TEXTO EXTRAÍDO.
• • •

Cap. XVI Entre eruditos y artistas, encuentros de Goethe

Entre las horas más felices de mi vida debo contar las que pasé con Gabrielle Reuter, con quien tuve el privilegio de mantener una íntima amistad gracias a este círculo. Era una personalidad que llevaba en su interior profundas búsquedas de humanidad, y que se aferraba a ellas con cierto radicalismo del corazón y de la sensibilidad. Con respecto a todo lo que le parecía una contradicción en la vida social, se situaba con toda su alma a medio camino entre los prejuicios tradicionales y las reivindicaciones primigenias de la naturaleza humana. Contemplaba a la mujer, que tanto por la vida como por la educación se ve obligada desde fuera a someterse a este prejuicio tradicional, y que debe experimentar con dolor lo que desde las profundidades del alma querría surgir en la vida como "verdad". El radicalismo del corazón expresado de una manera serena y sagaz, impregnado de sentimiento artístico y marcado por un impresionante don para la forma, -esto se revelaba como algo grandioso en Gabrielle Reuter. Las conversaciones que se podían mantener con ella mientras trabajaba en su libro -De buena familia-, eran extraordinariamente agradables. Cuando reflexiono sobre el pasado, me veo de pie con ella en una esquina, bajo el calor abrasador del sol, discutiendo durante más de una hora sobre cuestiones que la conmovían. Gabrielle Reuter podía hablar sobre cosas con las que otras personas se excitaban visiblemente, sin perder ni por un momento su sereno porte. "Exultante hasta el cielo, apesadumbrada hasta la muerte", éste era, en efecto, su sentimiento interior, pero permanecía en el alma y no se reflejaba en sus palabras. Gabrielle Reuter ponía mucho énfasis en lo que decía, pero no lo hacía con la voz, sino con el alma. Creo que este arte de mantener la articulación enteramente en el alma, mientras la conversación audible fluye uniformemente, era peculiar de ella, y me parece que al escribir ha desarrollado este arte único en su encantador estilo.

La admiración que se sentía por Gabrielle Reuter en el círculo de los Olden era algo inexpresablemente hermoso. Hans Olden me dijo muchas veces muy solemnemente: "Esta mujer es grande. Ojalá yo también -añadió- pudiera elevarme a tal altura y exponer ante el mundo exterior lo que se mueve en el fondo de mi alma!".

• • •

MATERIAL MOSTRADO.

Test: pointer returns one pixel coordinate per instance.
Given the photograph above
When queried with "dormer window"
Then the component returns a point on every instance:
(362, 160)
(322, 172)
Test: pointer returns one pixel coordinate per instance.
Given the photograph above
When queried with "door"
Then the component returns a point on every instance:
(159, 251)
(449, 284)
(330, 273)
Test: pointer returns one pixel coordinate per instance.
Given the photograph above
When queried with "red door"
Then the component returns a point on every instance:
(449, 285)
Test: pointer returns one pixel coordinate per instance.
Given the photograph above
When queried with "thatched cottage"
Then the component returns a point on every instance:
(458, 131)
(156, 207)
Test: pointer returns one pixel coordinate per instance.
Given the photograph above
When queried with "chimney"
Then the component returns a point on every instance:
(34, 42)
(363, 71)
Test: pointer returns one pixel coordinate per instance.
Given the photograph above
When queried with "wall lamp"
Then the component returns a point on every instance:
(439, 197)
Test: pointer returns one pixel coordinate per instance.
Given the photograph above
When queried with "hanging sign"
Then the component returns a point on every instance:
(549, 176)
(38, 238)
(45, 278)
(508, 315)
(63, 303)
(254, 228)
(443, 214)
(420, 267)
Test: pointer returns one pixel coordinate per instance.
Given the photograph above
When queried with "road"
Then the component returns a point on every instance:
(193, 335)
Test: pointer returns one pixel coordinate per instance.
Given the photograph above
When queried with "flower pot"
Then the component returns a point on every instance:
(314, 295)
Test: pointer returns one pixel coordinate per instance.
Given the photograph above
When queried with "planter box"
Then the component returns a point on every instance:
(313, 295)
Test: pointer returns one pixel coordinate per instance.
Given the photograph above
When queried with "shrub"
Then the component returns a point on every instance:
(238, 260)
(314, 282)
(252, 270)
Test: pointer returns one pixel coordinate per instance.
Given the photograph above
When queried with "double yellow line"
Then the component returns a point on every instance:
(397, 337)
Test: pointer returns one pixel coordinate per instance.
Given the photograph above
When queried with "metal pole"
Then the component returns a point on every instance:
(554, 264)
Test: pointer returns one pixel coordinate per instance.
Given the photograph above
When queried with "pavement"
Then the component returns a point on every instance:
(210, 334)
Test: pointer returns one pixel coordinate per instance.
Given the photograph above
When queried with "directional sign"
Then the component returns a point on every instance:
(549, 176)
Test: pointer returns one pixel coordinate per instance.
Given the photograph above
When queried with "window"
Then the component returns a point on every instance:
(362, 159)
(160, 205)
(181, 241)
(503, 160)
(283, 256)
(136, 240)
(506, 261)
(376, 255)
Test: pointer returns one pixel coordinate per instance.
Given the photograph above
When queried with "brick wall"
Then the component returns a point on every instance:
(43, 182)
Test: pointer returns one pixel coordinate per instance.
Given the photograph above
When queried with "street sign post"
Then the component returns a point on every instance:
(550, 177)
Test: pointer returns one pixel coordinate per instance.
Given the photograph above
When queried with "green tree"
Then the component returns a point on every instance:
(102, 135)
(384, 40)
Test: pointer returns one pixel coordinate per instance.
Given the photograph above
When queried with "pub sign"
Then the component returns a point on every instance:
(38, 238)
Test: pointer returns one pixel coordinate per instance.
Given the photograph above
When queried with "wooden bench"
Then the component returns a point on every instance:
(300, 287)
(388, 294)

• • •

Según el texto extraído, ¿por qué Gabrielle Reuter conservaba su sereno porte al hablar de cosas que a otras personas las excitaban visiblemente? Responde en una a tres oraciones. El listado no guarda relación con el texto extraído.

Su sentimiento interior, "exultante hasta el cielo, apesadumbrada hasta la muerte", permanecía en el alma y no se reflejaba en sus palabras. Ponía mucho énfasis en lo que decía, pero no lo hacía con la voz, sino con el alma.